Task to complete
Repeat the lines below exactly as they appear, but leave out the images.
-- Opening Marker --
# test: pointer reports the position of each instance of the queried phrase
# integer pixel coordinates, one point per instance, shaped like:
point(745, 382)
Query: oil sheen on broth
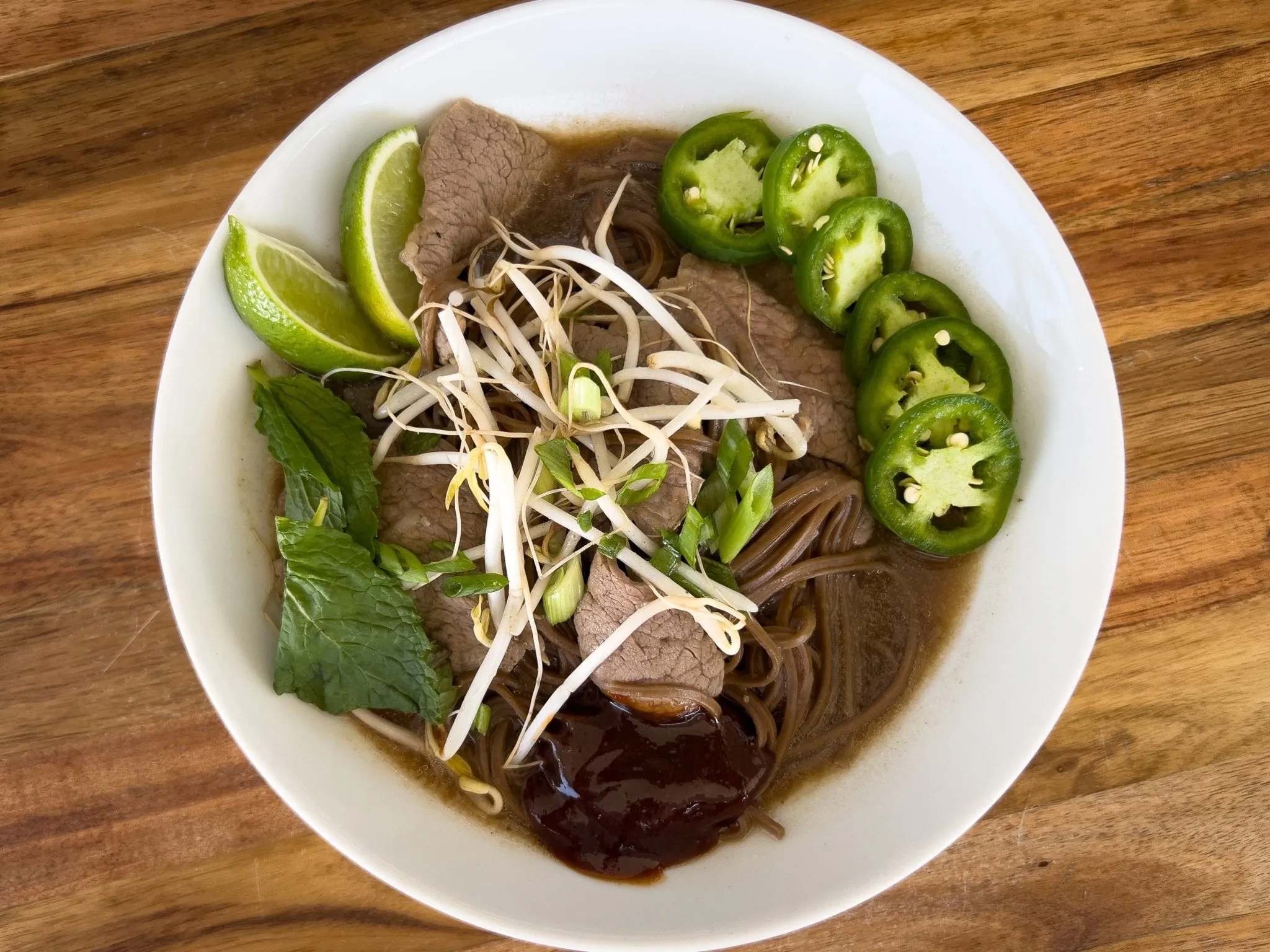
point(613, 827)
-- Closing Marker --
Answer to this problem
# test: pointer reports the position of each instance of the queried phrase
# integer pixel coordinates, one point per instance, shaped like:
point(745, 382)
Query: oil sheen on broth
point(613, 827)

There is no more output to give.